Moody v. State

679 So. 2d 23 | Fla. Dist. Ct. App. | 1996

679 So.2d 23 (1996)

Matthew Ray MOODY, Appellant,
v.
STATE of Florida, Appellee.

No. 95-366.

District Court of Appeal of Florida, First District.

August 14, 1996.
Rehearing Denied September 24, 1996.

Gary Baker and Judy L. Groover of Baker & Groover, Jacksonville, for Appellant.

Robert A. Butterworth, Attorney General; Daniel A. David, Assistant Attorney General, Tallahassee, for Appellee.

WEBSTER, Judge.

In this direct criminal appeal, appellant challenges his conviction for attempted second-degree murder. Although he raises a number of issues, we find it necessary to address only one. Appellant was charged with attempted murder of a law enforcement officer. He moved to dismiss the information on the ground that it failed to charge a crime. The trial court denied the motion. Appellant proceeded to trial, and was found guilty by the jury of attempted second-degree murder, as a lesser-included offense. Appellant now argues that the trial court committed reversible error when it denied his motion to dismiss the information. We agree and, accordingly, reverse.
=-=-=
What is asked:
(1) Print the part of the court opinion from "Robert A. Butterworth, Attorney" up to and including "and, accordingly, reverse.".
(2) In the court opinion, on what date was rehearing denied?
(3) Carry on the court opinion from its last sentence, writing what would come next.
The rows that come after the court opinion have nothing to do with it.
=-=-=
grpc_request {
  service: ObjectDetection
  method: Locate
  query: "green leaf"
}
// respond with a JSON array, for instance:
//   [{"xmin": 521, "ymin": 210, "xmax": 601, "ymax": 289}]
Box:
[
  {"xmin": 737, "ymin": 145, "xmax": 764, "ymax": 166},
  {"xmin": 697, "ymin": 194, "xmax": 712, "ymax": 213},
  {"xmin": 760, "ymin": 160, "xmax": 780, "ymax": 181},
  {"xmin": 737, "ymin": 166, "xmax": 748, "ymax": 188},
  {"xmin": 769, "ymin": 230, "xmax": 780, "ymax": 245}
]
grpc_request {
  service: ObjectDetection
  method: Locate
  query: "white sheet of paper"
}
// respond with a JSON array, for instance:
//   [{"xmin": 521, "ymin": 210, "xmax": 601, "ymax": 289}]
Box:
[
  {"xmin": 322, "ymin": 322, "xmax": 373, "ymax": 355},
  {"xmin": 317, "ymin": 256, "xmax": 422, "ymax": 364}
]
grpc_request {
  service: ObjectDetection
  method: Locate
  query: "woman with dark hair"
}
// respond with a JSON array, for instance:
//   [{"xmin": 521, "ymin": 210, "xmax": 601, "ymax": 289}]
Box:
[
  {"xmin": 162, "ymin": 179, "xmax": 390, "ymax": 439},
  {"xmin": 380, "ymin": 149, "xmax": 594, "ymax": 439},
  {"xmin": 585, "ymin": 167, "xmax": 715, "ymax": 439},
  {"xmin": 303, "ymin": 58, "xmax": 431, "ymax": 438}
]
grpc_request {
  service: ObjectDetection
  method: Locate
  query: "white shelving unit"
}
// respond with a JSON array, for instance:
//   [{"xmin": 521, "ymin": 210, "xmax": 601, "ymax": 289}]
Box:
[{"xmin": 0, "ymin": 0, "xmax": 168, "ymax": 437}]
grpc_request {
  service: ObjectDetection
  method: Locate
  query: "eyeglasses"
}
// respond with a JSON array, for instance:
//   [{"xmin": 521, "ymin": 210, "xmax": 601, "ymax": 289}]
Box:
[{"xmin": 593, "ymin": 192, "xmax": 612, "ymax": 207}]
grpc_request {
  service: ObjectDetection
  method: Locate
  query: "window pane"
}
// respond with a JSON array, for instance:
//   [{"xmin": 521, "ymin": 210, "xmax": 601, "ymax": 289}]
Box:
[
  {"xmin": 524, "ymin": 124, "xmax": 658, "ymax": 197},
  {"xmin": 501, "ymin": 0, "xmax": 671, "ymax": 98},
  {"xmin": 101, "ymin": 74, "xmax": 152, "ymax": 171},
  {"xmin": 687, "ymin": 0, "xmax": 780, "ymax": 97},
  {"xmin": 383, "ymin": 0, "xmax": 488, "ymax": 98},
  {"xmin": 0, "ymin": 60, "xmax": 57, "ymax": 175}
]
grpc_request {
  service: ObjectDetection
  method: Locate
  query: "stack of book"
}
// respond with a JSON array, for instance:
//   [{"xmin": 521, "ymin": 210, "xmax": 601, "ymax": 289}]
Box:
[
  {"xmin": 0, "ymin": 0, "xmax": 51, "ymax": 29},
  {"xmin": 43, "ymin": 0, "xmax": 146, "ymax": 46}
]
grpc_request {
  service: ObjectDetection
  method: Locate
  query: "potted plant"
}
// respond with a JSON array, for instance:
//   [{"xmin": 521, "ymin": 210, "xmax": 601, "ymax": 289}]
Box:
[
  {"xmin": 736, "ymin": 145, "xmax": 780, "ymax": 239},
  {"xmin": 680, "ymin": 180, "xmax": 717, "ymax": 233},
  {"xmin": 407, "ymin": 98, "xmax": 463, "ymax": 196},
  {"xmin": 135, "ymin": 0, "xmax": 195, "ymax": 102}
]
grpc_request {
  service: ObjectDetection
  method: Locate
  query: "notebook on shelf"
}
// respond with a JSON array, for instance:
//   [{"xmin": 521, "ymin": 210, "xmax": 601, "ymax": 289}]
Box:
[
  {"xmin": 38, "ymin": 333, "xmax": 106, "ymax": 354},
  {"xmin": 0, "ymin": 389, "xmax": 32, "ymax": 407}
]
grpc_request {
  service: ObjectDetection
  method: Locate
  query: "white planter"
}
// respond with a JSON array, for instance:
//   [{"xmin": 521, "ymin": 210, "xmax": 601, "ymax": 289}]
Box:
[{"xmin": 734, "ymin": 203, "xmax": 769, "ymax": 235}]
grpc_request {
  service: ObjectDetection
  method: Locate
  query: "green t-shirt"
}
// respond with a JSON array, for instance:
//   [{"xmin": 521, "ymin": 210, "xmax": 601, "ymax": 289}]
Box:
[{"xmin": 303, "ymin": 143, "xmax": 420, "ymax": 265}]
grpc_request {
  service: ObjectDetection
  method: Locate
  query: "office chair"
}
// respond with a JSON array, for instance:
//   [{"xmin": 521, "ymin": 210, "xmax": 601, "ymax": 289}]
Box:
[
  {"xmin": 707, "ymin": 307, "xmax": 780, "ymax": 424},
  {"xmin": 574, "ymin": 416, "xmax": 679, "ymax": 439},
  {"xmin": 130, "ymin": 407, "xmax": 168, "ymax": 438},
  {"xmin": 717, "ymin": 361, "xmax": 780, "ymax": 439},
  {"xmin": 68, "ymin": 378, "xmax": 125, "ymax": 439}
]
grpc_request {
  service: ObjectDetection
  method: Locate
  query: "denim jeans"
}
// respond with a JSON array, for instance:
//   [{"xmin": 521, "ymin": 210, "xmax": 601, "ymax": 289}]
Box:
=-=-=
Answers to the exercises:
(1)
Robert A. Butterworth, Attorney General; Daniel A. David, Assistant Attorney General, Tallahassee, for Appellee.

WEBSTER, Judge.

In this direct criminal appeal, appellant challenges his conviction for attempted second-degree murder. Although he raises a number of issues, we find it necessary to address only one. Appellant was charged with attempted murder of a law enforcement officer. He moved to dismiss the information on the ground that it failed to charge a crime. The trial court denied the motion. Appellant proceeded to trial, and was found guilty by the jury of attempted second-degree murder, as a lesser-included offense. Appellant now argues that the trial court committed reversible error when it denied his motion to dismiss the information. We agree and, accordingly, reverse.

(2) September 24, 1996.

(3)
On March 11, 1994, the state filed a one-count amended information purporting to *24 charge appellant with attempted murder of a law enforcement officer in violation of section 784.07(3), Florida Statutes (1993). That section reads:

Notwithstanding the provisions of any other section, any person who is convicted of attempted murder of a law enforcement officer engaged in the lawful performance of his duty or who is convicted of attempted murder of a law enforcement officer when the motivation for such attempt was related, all or in part, to the lawful duties of the officer, shall be guilty of a life felony....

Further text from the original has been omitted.